::: 本文抜粋 :::

大学卒業後、生命保険業界に勤務。結婚退職し、二児の母となる。転勤を経験したことから「地方にいても働く方法」を模索し、ライターとして活動を始めた。現在は、ライター活動の他、広報やSNSの管理などもおこなっている。

2020年8月31日

エッセンシャルワーカーとは?社会に必要不可欠な仕事や職業を知ろう

新型コロナウイルス感染症の流行によって緊急事態宣言が発せられた後、さまざまな業種の店舗で時短営業や休業が広がり、一般企業でもテレワークや時差出勤などの対策が講じられました。そのなかでわたしたちの暮らしに欠かせない仕事に従事するエッセンシャルワーカーが話題になりました。今回は就活生にも注目されつつあるエッセンシャルワーカーについて紹介します。

エッセンシャルワーカーとは?

::: データセット項目 :::

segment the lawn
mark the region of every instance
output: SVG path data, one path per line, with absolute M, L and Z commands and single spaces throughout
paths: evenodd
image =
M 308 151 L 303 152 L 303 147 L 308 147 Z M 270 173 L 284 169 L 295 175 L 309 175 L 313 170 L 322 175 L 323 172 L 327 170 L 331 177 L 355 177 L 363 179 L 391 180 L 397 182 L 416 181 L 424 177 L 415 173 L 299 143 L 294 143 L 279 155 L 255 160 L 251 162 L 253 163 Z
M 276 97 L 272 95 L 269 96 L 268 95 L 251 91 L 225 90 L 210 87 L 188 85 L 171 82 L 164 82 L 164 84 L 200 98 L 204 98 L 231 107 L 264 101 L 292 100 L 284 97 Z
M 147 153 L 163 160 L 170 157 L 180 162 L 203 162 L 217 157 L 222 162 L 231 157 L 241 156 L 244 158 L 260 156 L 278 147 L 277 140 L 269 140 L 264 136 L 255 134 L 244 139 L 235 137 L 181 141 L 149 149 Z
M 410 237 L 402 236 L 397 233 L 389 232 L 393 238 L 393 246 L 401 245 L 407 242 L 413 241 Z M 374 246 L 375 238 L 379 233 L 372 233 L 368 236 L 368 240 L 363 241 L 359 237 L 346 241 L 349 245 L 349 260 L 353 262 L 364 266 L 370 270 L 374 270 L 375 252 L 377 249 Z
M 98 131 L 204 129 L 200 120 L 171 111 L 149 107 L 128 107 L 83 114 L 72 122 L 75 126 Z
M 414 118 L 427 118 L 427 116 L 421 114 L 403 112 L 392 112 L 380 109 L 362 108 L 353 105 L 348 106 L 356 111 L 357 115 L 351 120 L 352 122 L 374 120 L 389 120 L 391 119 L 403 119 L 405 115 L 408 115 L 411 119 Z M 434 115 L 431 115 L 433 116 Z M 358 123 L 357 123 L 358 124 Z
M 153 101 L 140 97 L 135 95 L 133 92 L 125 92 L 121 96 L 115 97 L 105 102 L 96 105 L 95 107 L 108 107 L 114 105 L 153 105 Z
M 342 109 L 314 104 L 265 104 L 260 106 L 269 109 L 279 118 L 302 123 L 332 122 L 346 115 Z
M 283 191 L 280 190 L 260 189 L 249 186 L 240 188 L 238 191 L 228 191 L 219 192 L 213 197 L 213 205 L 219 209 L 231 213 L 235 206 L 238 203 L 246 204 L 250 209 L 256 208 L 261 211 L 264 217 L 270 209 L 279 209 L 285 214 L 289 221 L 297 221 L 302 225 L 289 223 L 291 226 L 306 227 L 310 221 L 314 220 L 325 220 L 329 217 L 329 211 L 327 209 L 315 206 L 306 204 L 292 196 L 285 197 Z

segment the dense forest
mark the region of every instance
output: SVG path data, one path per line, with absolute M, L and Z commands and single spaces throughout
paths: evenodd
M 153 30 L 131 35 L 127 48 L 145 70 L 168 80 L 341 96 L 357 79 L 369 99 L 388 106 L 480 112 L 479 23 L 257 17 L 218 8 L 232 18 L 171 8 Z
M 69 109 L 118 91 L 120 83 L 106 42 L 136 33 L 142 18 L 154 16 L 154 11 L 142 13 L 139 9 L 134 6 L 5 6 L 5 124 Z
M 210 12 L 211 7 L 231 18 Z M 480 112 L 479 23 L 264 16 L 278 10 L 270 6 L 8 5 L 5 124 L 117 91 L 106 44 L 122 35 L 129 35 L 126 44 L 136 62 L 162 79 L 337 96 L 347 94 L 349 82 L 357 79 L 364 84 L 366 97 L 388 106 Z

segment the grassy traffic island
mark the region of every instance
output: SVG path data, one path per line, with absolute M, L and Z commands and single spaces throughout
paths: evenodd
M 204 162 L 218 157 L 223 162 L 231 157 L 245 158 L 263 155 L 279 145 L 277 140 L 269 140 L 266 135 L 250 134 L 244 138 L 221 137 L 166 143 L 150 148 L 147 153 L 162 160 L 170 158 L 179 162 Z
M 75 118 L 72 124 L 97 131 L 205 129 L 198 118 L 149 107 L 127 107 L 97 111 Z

:::

### 練習問題 A
エッセンシャルワーカーについての本文抜粋で、緊急事態宣言の後に店舗や一般企業で広がった対応として挙げられているものをすべて書き出してください。
### 練習問題 B
エッセンシャルワーカーについての本文抜粋を、最後の見出しの後から書き継いでください。
エントリーは本文抜粋とは関係がありません。

### 解答欄 A
時短営業、休業、テレワーク、時差出勤

### 解答欄 B
わたしたちの生活に欠かせないエッセンシャルワーカー

エッセンシャルワーカーとは、社会生活を営むうえで必要不可欠な仕事に従事している人たちのこと。治安維持をはじめ食料の生産や医療や物流などに携わる労働者のことをいいます。

世界中で 新型コロナウイルスの感染拡大防止策が取られるなか、エッセンシャルワーカーという言葉が広く使われるようになり「人々の暮らしを支えるために働く必要不可欠な人たち」として仕事の重要性が再認識されました。

エッセンシャルワーカーとは具体的にはどんな職業を指す?

医師・看護師もエッセンシャルワーカーのひとつ

わたしたちが食べ物を購入できるのは、農家や漁師、食品製造業が活動を続け、コンビニやスーパーが営業をしているおかげです。またネット通販やデリバリーを快適に利用できるのも、トラックの運転手と宅配スタッフがいるからです。

このほかにもエッセンシャルワーカーと呼ばれている職業には、以下のようなものが挙げられます。

  • 小売り・販売(スーパーマーケット店員・コンビニ店員・ドラッグストア店員)
  • 物流(交通局の職員・鉄道会社職員・トラックの運転手、バスの運転手・宅配スタッフ・倉庫内のスタッフ)
  • 医療福祉(医師・看護師・薬剤師・介護士など)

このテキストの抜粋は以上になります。